*TASK TO COMPLETE*: Switch every "Target" in the listing below to "Object" and leave everything else unchanged. Reproduce the listing without the pictures.

[Pointing dataset records]

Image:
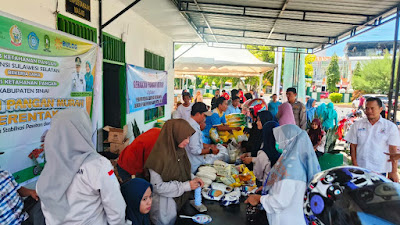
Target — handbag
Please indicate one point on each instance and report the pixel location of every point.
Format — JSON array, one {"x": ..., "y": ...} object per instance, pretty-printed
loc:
[{"x": 255, "y": 215}]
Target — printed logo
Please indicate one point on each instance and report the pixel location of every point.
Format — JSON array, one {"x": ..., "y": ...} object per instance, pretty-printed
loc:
[
  {"x": 16, "y": 36},
  {"x": 33, "y": 41},
  {"x": 70, "y": 45},
  {"x": 46, "y": 43},
  {"x": 58, "y": 43}
]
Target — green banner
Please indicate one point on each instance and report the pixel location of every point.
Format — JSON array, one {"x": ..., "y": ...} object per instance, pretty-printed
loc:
[{"x": 22, "y": 37}]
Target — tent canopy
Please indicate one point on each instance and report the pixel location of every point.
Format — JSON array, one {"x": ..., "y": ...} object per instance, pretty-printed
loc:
[{"x": 210, "y": 61}]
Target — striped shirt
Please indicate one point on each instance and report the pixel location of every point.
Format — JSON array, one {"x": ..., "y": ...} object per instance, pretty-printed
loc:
[{"x": 11, "y": 204}]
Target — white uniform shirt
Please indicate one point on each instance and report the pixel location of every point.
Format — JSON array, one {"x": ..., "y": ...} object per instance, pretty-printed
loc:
[
  {"x": 284, "y": 202},
  {"x": 184, "y": 112},
  {"x": 372, "y": 142},
  {"x": 94, "y": 197},
  {"x": 78, "y": 82}
]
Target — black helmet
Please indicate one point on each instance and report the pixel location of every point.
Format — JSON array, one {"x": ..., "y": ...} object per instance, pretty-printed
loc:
[{"x": 350, "y": 195}]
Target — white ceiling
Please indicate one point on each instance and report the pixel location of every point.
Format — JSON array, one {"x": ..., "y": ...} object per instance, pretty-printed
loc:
[{"x": 164, "y": 15}]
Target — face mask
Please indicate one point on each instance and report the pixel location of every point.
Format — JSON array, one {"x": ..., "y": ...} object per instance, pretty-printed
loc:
[{"x": 277, "y": 148}]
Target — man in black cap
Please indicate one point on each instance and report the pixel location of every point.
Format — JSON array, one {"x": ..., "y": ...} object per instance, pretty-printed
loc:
[
  {"x": 299, "y": 109},
  {"x": 78, "y": 80},
  {"x": 196, "y": 149}
]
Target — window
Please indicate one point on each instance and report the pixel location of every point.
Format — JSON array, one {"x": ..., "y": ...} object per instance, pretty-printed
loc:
[
  {"x": 153, "y": 61},
  {"x": 113, "y": 49},
  {"x": 153, "y": 114},
  {"x": 76, "y": 28}
]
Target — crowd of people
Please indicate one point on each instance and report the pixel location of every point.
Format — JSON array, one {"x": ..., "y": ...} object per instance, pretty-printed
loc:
[{"x": 79, "y": 186}]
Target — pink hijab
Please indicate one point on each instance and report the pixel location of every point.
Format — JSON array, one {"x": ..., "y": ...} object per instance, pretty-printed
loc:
[{"x": 285, "y": 114}]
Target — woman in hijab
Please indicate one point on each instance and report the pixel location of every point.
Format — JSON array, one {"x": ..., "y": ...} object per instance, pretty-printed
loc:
[
  {"x": 321, "y": 110},
  {"x": 317, "y": 137},
  {"x": 330, "y": 117},
  {"x": 198, "y": 97},
  {"x": 137, "y": 195},
  {"x": 283, "y": 192},
  {"x": 310, "y": 107},
  {"x": 77, "y": 185},
  {"x": 169, "y": 168},
  {"x": 267, "y": 157},
  {"x": 285, "y": 114},
  {"x": 89, "y": 77},
  {"x": 253, "y": 145}
]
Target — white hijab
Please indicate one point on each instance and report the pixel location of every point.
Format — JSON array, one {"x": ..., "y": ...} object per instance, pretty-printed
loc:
[{"x": 67, "y": 145}]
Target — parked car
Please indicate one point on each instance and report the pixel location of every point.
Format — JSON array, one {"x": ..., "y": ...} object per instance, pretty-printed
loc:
[{"x": 324, "y": 94}]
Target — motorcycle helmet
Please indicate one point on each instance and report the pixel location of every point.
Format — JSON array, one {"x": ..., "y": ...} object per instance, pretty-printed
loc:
[{"x": 350, "y": 195}]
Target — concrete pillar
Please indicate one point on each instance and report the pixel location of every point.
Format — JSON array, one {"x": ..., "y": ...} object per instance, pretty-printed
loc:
[
  {"x": 294, "y": 72},
  {"x": 277, "y": 71}
]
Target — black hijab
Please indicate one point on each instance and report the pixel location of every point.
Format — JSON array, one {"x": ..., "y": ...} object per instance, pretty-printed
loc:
[
  {"x": 269, "y": 142},
  {"x": 256, "y": 136}
]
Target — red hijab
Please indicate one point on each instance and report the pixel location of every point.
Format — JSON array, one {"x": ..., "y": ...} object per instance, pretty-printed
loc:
[{"x": 316, "y": 134}]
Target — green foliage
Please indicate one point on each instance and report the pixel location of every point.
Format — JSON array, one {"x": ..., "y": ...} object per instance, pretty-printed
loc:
[
  {"x": 374, "y": 76},
  {"x": 335, "y": 97},
  {"x": 208, "y": 95},
  {"x": 309, "y": 70},
  {"x": 333, "y": 73},
  {"x": 263, "y": 53}
]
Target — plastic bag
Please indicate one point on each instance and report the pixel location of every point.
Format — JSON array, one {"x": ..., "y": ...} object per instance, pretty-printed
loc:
[
  {"x": 214, "y": 136},
  {"x": 222, "y": 155}
]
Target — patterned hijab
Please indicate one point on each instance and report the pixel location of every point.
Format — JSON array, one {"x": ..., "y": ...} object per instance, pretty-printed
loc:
[
  {"x": 170, "y": 161},
  {"x": 298, "y": 160},
  {"x": 68, "y": 145},
  {"x": 285, "y": 113}
]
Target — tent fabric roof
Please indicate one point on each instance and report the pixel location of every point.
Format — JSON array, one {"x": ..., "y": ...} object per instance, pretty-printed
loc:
[
  {"x": 204, "y": 60},
  {"x": 310, "y": 24}
]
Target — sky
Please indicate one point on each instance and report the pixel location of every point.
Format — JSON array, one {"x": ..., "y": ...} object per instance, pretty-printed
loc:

*CORRECT RESULT*:
Image:
Object — handbag
Please indicate one point on each instance and report the pixel location of every point.
Format — JSON array, one {"x": ..., "y": ...} object per instance, pretty-printed
loc:
[{"x": 255, "y": 215}]
Object — printed logo
Please indicate one point on each instance and report the pixel location of every point.
Format — JSON array, one {"x": ..., "y": ...} object per instance, pretty-printed
loc:
[
  {"x": 16, "y": 36},
  {"x": 33, "y": 41},
  {"x": 70, "y": 45},
  {"x": 46, "y": 43},
  {"x": 58, "y": 43}
]
Object — green banner
Please indicate one point on each instance and report the pixel location of every point.
Format — JSON array, one {"x": ..., "y": ...} object per instance, pretty-printed
loc:
[{"x": 22, "y": 37}]
Object — tent canopy
Please indicate one point on each instance and report the pixel location of every point.
Format — JSON array, one {"x": ..., "y": ...} object per instance, pretty-printed
loc:
[{"x": 210, "y": 61}]
Object — striped shirt
Please indicate one point on each instance and report the pixel location of every point.
Format — JSON array, one {"x": ..., "y": ...} object per instance, pretty-printed
loc:
[{"x": 11, "y": 204}]
Object — white uniform shirt
Please indicate one point on each instance and report the pixel location of every point.
Format — JSON array, one {"x": ..., "y": ...} object per instance, pretty-printed
loc:
[
  {"x": 284, "y": 202},
  {"x": 184, "y": 112},
  {"x": 372, "y": 142},
  {"x": 94, "y": 197},
  {"x": 78, "y": 82}
]
Object — black helmet
Please indicate one point on each instance and report the pixel location of every point.
Format — JSON array, one {"x": ..., "y": ...} object per instance, pretty-printed
loc:
[{"x": 350, "y": 195}]
Object — white ceiling
Please indicate one point on each instance and report the pixel location of every point.
Format — JSON array, one {"x": ..., "y": ...} object per instance, pretty-printed
loc:
[{"x": 164, "y": 15}]
Object — face mask
Please indicate one point on each instance and report the pixel location of every point.
Format — JSON array, one {"x": ..., "y": ...} object per instance, pretty-printed
loc:
[{"x": 277, "y": 148}]
Object — man in black cap
Please indicate one point on each instance and report the pixel location of every point.
Format — JSON array, one {"x": ..., "y": ...} object per instance, pretty-printed
loc:
[
  {"x": 299, "y": 109},
  {"x": 78, "y": 80},
  {"x": 196, "y": 149}
]
Object — window
Please indicate one point on each instance and report the pixel location of every point.
Format — JSON array, one {"x": ..., "y": ...} object per instance, pretty-printed
loc:
[
  {"x": 153, "y": 61},
  {"x": 113, "y": 49},
  {"x": 153, "y": 114},
  {"x": 76, "y": 28}
]
Object — crowd of people
Please indicate one point on each instance and report the pixel location of every point.
Format — JSON array, one {"x": ..., "y": ...} object per instance, pretty-printed
loc:
[{"x": 79, "y": 186}]
Object — pink hijab
Please indicate one point on each instance and report the pixel location of every point.
Format — JSON array, one {"x": ..., "y": ...} object per instance, pretty-printed
loc:
[{"x": 285, "y": 114}]
Object — woman in hijab
Please indicate one point on each instance and report the pixel location of every point.
Format — JSON array, one {"x": ..., "y": ...} object per instance, pretty-printed
loc:
[
  {"x": 321, "y": 110},
  {"x": 317, "y": 137},
  {"x": 330, "y": 117},
  {"x": 198, "y": 97},
  {"x": 137, "y": 195},
  {"x": 283, "y": 192},
  {"x": 310, "y": 107},
  {"x": 77, "y": 185},
  {"x": 169, "y": 168},
  {"x": 267, "y": 157},
  {"x": 285, "y": 114},
  {"x": 89, "y": 77},
  {"x": 253, "y": 145}
]
Object — white hijab
Please indicate one point on each instance and report the pixel location of every point.
Format — JSON array, one {"x": ..., "y": ...} object per instance, pretty-printed
loc:
[{"x": 67, "y": 145}]
Object — parked car
Please indicate one point on each instance and report the pixel location of every point.
Format — JSON array, one {"x": ..., "y": ...} object per instance, pretty-printed
loc:
[{"x": 324, "y": 94}]
Object — motorcycle helmet
Please indicate one point on each instance and report the pixel location of every point.
Format — JSON array, one {"x": ..., "y": ...} object per instance, pretty-printed
loc:
[{"x": 350, "y": 195}]
Object — concrete pillar
Please indicate one point on each instance and report the pixel location of every point.
Format — JSON array, one {"x": ..., "y": ...} object per instance, pretty-printed
loc:
[
  {"x": 294, "y": 72},
  {"x": 277, "y": 71}
]
Object — black hijab
Please indicate one point on each instance and report the pixel location of every point.
Format — JSON array, one {"x": ..., "y": ...} object per instance, pretty-printed
loc:
[
  {"x": 269, "y": 142},
  {"x": 256, "y": 136}
]
Object — red hijab
Please indicate one point on each instance and report the pixel location of every point.
Format — JSON array, one {"x": ..., "y": ...} object per instance, pretty-printed
loc:
[{"x": 316, "y": 134}]
Object — green foliage
Please indicate one point on each instance and report the pixel location of every point.
Format — JSON array, one {"x": ..., "y": ...} object per instance, pretty-printed
loc:
[
  {"x": 374, "y": 76},
  {"x": 335, "y": 97},
  {"x": 208, "y": 95},
  {"x": 309, "y": 70},
  {"x": 333, "y": 73},
  {"x": 263, "y": 53}
]
Object — plastic bag
Please indicate one point on each instance and report the pixel location of every point.
Format — JSON array, one {"x": ..., "y": ...} object per instance, pretty-printed
loc:
[
  {"x": 214, "y": 136},
  {"x": 222, "y": 155}
]
Object — patterned hijab
Please indicate one point on each instance and report the pixel location of every point.
Format — JSON array, one {"x": ..., "y": ...} object per instance, pretty-printed
loc:
[
  {"x": 170, "y": 161},
  {"x": 298, "y": 160},
  {"x": 68, "y": 145},
  {"x": 285, "y": 113}
]
Object — tent fabric roof
Please indicate one point on each instance and report the pixel location of every point.
Format — JSON array, one {"x": ..., "y": ...} object per instance, pretty-printed
loc:
[
  {"x": 204, "y": 60},
  {"x": 310, "y": 24}
]
Object — sky
Please indicate one point on each instance and report the pixel location of every point.
Format — JSON array, one {"x": ..., "y": ...} object per instance, pretty-printed
loc:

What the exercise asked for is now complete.